__The problem__. From the line containing "positive clicks: (33, 9) (27, 8)" down to the line containing "positive clicks: (271, 180)", copy out the entries below exactly, both lines included, and nothing else; pictures do not belong in the copy.
----- Data to process -----
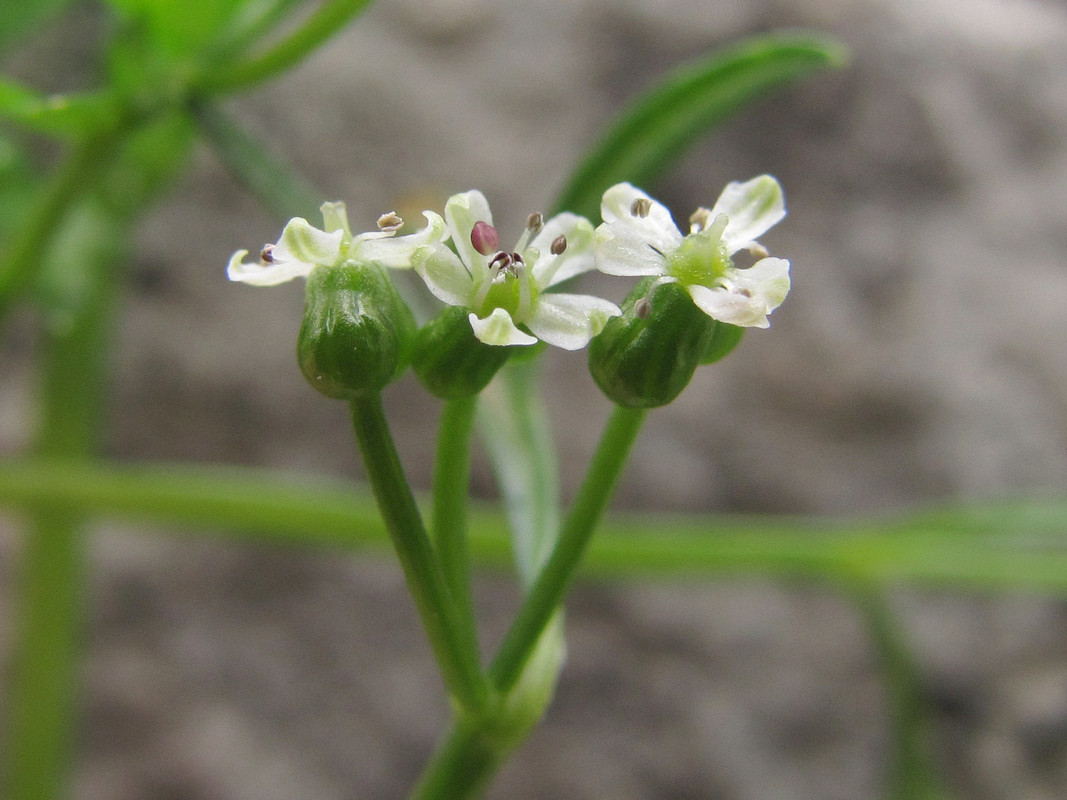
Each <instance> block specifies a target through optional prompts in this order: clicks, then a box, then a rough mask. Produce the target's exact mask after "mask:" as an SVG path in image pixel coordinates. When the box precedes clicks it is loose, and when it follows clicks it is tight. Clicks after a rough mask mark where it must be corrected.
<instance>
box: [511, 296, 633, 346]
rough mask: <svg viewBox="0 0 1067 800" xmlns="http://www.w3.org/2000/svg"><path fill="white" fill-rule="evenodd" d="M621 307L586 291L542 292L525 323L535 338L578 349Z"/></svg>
mask: <svg viewBox="0 0 1067 800" xmlns="http://www.w3.org/2000/svg"><path fill="white" fill-rule="evenodd" d="M620 314H622V311H621V310H620V309H619V306H617V305H616V304H615V303H611V302H609V301H607V300H603V299H602V298H594V297H592V295H589V294H562V293H559V294H556V293H553V292H548V293H546V294H542V295H541V297H540V298H539V299H538V302H537V306H536V307H535V308H534V314H532V316H531V317H530V319H529V320H527V322H526V324H527V326H528V327H529V330H530V331H532V332H534V333H535V334H536V335H537V336H538V338H540V339H544V340H545V341H547V342H548V343H550V345H555V346H556V347H558V348H562V349H563V350H580V349H582V348H584V347H585V346H586V345H588V343H589V339H591V338H592V337H593V336H595V335H596V334H599V333H600V332H601V331H603V330H604V325H605V324H606V323H607V321H608V320H609V319H610V318H611V317H618V316H619V315H620Z"/></svg>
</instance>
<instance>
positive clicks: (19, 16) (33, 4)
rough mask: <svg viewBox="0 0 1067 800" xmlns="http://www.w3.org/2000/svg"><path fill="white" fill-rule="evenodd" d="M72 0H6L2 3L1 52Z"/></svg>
mask: <svg viewBox="0 0 1067 800" xmlns="http://www.w3.org/2000/svg"><path fill="white" fill-rule="evenodd" d="M70 3H71V0H5V2H2V3H0V52H3V51H5V50H7V49H9V48H10V47H12V46H13V45H15V44H17V43H18V42H20V41H21V39H22V38H23V37H26V36H27V35H28V34H30V33H32V32H33V30H34V29H35V28H39V27H41V26H42V25H45V23H47V22H49V21H51V19H52V18H53V17H55V16H58V15H59V14H60V12H62V11H63V10H64V9H65V7H66V6H68V5H70Z"/></svg>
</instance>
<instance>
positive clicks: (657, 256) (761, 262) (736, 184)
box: [594, 175, 790, 327]
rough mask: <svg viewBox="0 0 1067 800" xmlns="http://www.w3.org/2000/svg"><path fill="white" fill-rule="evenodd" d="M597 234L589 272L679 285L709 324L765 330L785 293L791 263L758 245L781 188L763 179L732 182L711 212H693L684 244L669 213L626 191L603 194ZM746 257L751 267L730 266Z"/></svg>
mask: <svg viewBox="0 0 1067 800" xmlns="http://www.w3.org/2000/svg"><path fill="white" fill-rule="evenodd" d="M601 214H602V215H603V218H604V224H602V225H601V226H600V227H598V228H596V234H595V237H594V252H595V258H596V268H598V269H599V270H601V271H602V272H606V273H607V274H609V275H662V276H663V278H662V279H663V281H664V282H668V281H670V282H678V283H680V284H682V286H684V287H685V289H686V291H688V292H689V295H690V297H691V298H692V302H694V303H696V304H697V306H698V307H699V308H700V309H701V310H702V311H703V313H704V314H706V315H707V316H708V317H712V318H713V319H717V320H720V321H722V322H729V323H730V324H732V325H740V326H744V327H767V326H768V325H769V324H770V323H769V322H768V321H767V315H768V314H770V313H771V311H773V310H775V308H777V307H778V306H779V305H781V303H782V301H783V300H784V299H785V295H786V294H787V293H789V290H790V262H789V261H787V260H785V259H784V258H768V257H767V251H766V250H764V249H763V246H762V245H761V244H760V243H759V242H758V241H757V238H758V237H760V236H762V235H763V234H764V233H766V231H767V230H768V229H769V228H770V227H773V226H774V225H775V224H776V223H778V222H780V221H781V220H782V218H784V217H785V202H784V198H783V196H782V188H781V186H780V185H779V183H778V181H777V180H776V179H775V178H773V177H770V176H769V175H761V176H759V177H755V178H752V179H751V180H747V181H745V182H744V183H742V182H733V183H730V185H728V186H727V188H726V189H723V190H722V194H720V195H719V198H718V199H717V201H716V202H715V206H714V207H712V208H711V209H706V208H699V209H697V211H696V213H694V214H692V217H690V218H689V223H690V227H689V235H688V236H683V235H682V231H681V230H679V228H678V226H676V225H675V224H674V222H673V220H671V215H670V211H668V210H667V208H666V207H665V206H663V205H660V204H659V203H657V202H656V201H654V199H652V198H651V197H649V196H648V195H647V194H646V193H644V192H642V191H641V190H640V189H637V188H635V187H633V186H631V185H630V183H618V185H616V186H614V187H611V188H610V189H608V190H607V191H606V192H605V193H604V199H603V202H602V204H601ZM742 250H747V251H748V252H749V253H750V254H751V255H752V256H754V257H755V258H757V261H755V263H753V265H752V266H751V267H748V268H745V269H740V268H737V267H735V266H734V262H733V256H734V255H735V254H736V253H737V252H738V251H742Z"/></svg>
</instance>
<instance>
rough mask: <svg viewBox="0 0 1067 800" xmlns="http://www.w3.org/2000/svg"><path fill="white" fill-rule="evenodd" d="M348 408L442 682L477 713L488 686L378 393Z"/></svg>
mask: <svg viewBox="0 0 1067 800" xmlns="http://www.w3.org/2000/svg"><path fill="white" fill-rule="evenodd" d="M351 410H352V423H353V427H354V429H355V436H356V439H357V441H359V444H360V450H361V452H362V453H363V461H364V464H365V465H366V468H367V478H368V479H369V481H370V485H371V489H372V490H373V493H375V499H376V500H377V501H378V507H379V509H380V511H381V513H382V519H383V521H384V523H385V528H386V530H388V533H389V538H391V539H392V540H393V545H394V547H395V548H396V551H397V556H398V557H399V559H400V565H401V567H402V569H403V572H404V576H405V578H407V580H408V588H409V590H410V591H411V594H412V597H413V598H414V601H415V605H416V607H417V608H418V612H419V614H420V617H421V619H423V625H424V627H425V628H426V633H427V636H428V637H429V640H430V646H431V647H432V649H433V654H434V656H435V658H436V660H437V665H439V667H440V668H441V672H442V675H443V677H444V681H445V685H446V687H447V689H448V691H449V693H450V694H451V695H452V697H453V698H455V699H456V701H457V702H458V703H459V704H460V705H461V706H462V707H463V708H466V709H468V710H469V711H472V713H477V711H478V710H479V709H481V708H482V707H483V706H484V705H485V704H487V702H488V700H489V687H488V685H487V682H485V679H484V675H483V674H482V672H481V669H480V667H479V665H478V654H477V652H476V651H475V650H474V649H473V647H471V646H469V642H468V639H467V637H466V635H464V633H463V631H464V630H465V629H466V624H465V623H463V622H461V621H460V615H459V612H458V610H457V607H456V604H455V603H453V602H452V596H451V593H450V592H449V589H448V587H447V585H446V582H445V578H444V575H443V574H442V572H441V570H440V569H439V566H437V563H436V560H435V557H434V553H433V547H432V545H431V544H430V539H429V537H428V535H427V533H426V528H425V527H424V525H423V518H421V516H420V515H419V513H418V508H417V507H416V506H415V498H414V497H413V496H412V493H411V487H410V486H409V484H408V480H407V478H405V477H404V474H403V467H402V466H401V464H400V459H399V457H398V455H397V451H396V447H395V445H394V444H393V437H392V435H391V434H389V429H388V422H387V421H386V419H385V411H384V409H383V407H382V398H381V395H378V394H375V395H371V396H368V397H362V398H357V399H355V400H352V402H351Z"/></svg>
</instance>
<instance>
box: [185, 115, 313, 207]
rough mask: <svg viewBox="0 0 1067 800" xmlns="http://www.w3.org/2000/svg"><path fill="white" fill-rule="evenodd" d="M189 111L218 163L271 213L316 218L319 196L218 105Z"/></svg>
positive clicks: (308, 185) (295, 173)
mask: <svg viewBox="0 0 1067 800" xmlns="http://www.w3.org/2000/svg"><path fill="white" fill-rule="evenodd" d="M193 112H194V114H195V116H196V122H197V124H198V125H200V128H201V131H202V132H203V133H204V137H205V138H206V139H207V141H208V143H209V144H210V145H211V146H212V147H213V148H214V151H216V154H217V155H218V156H219V159H220V160H221V161H222V163H223V164H224V165H225V166H226V169H227V170H229V172H230V173H232V174H233V175H234V177H236V178H237V179H238V180H239V181H241V182H242V183H243V185H244V186H246V187H248V188H249V189H250V190H251V191H252V193H253V194H255V195H256V197H258V198H259V201H260V202H261V203H262V204H264V205H265V206H266V207H267V208H268V209H269V210H270V211H271V212H272V213H274V214H276V215H277V217H278V218H280V219H284V220H287V219H289V218H290V217H303V218H305V219H308V220H315V219H317V218H318V213H319V206H320V205H321V203H322V199H321V196H320V195H319V194H318V193H317V192H316V191H315V189H313V188H312V186H310V185H309V183H307V181H305V180H304V179H303V178H302V177H301V176H300V175H298V174H296V173H294V172H293V171H292V170H291V169H289V167H288V166H286V165H285V164H284V163H282V161H281V159H277V158H275V157H274V156H272V155H271V154H270V153H268V151H267V149H266V148H265V147H264V146H262V145H260V144H259V143H258V142H256V141H255V140H254V139H253V138H252V137H251V135H249V134H248V133H246V132H245V131H244V130H243V129H241V128H240V127H239V126H237V125H236V124H235V123H233V122H232V121H230V119H229V118H228V117H227V116H226V115H225V114H224V113H222V111H221V110H220V109H219V107H218V106H216V105H213V103H202V105H197V106H196V107H195V108H194V110H193Z"/></svg>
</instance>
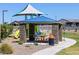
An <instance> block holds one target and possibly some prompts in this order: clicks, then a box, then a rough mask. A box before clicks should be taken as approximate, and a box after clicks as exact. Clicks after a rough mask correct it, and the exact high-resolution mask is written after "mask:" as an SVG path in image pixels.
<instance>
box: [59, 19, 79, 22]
mask: <svg viewBox="0 0 79 59" xmlns="http://www.w3.org/2000/svg"><path fill="white" fill-rule="evenodd" d="M58 22H79V19H61V20H59V21H58Z"/></svg>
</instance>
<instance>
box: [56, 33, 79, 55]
mask: <svg viewBox="0 0 79 59" xmlns="http://www.w3.org/2000/svg"><path fill="white" fill-rule="evenodd" d="M63 37H68V38H72V39H75V40H76V41H77V43H76V44H75V45H73V46H71V47H69V48H66V49H63V50H62V51H60V52H58V53H57V55H79V32H63Z"/></svg>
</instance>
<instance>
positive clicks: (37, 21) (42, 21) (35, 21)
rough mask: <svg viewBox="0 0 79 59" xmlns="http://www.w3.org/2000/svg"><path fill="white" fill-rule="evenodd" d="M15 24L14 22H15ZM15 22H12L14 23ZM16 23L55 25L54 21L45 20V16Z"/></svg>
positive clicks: (32, 18)
mask: <svg viewBox="0 0 79 59" xmlns="http://www.w3.org/2000/svg"><path fill="white" fill-rule="evenodd" d="M15 22H16V21H15ZM15 22H12V24H13V23H15ZM17 23H20V24H23V23H40V24H41V23H56V21H55V20H53V19H50V18H47V17H45V16H38V17H36V18H32V19H27V20H25V21H17Z"/></svg>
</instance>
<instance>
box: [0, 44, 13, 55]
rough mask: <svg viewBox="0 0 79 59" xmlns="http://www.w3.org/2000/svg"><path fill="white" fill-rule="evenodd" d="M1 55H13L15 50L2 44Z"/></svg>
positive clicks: (6, 45) (0, 48) (1, 45)
mask: <svg viewBox="0 0 79 59" xmlns="http://www.w3.org/2000/svg"><path fill="white" fill-rule="evenodd" d="M0 50H1V53H3V54H12V53H13V50H12V47H10V46H9V45H8V44H2V45H1V47H0Z"/></svg>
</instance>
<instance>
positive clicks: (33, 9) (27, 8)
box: [16, 4, 44, 15]
mask: <svg viewBox="0 0 79 59" xmlns="http://www.w3.org/2000/svg"><path fill="white" fill-rule="evenodd" d="M29 14H37V15H42V14H44V13H43V12H41V11H39V10H37V9H36V8H34V7H33V6H32V5H30V4H28V5H27V6H26V7H25V8H24V9H23V10H22V11H21V12H20V13H18V14H16V15H29Z"/></svg>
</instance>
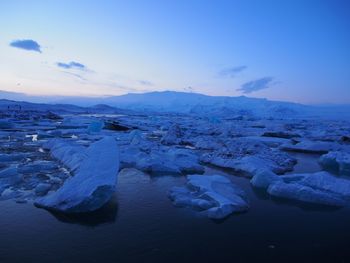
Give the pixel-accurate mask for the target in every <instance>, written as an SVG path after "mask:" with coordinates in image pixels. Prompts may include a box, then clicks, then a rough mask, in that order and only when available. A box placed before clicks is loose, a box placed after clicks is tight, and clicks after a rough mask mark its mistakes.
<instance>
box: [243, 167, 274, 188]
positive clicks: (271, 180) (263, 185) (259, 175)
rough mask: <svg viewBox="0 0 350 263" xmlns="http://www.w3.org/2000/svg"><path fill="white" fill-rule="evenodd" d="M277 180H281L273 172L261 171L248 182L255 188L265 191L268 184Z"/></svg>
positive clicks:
-----
__The completed task__.
positive clicks: (33, 9) (27, 8)
box: [16, 4, 44, 15]
mask: <svg viewBox="0 0 79 59" xmlns="http://www.w3.org/2000/svg"><path fill="white" fill-rule="evenodd" d="M29 14H37V15H42V14H44V13H43V12H41V11H39V10H37V9H36V8H34V7H33V6H32V5H30V4H28V5H27V6H26V7H25V8H24V9H23V10H22V11H21V12H20V13H18V14H16V15H29Z"/></svg>
</instance>
Give the pixel-accurate mask for the target in every <instance>, written as an SVG path after "mask:" with coordinates in image pixels. Prompts may include a box, then clicks, then a rough mask, in that order and only when available. A box placed before clicks is loose, a box placed after clicks is tight, and clicks after a rough mask mark its mistakes.
<instance>
box: [243, 167, 274, 188]
positive clicks: (271, 180) (263, 185) (259, 175)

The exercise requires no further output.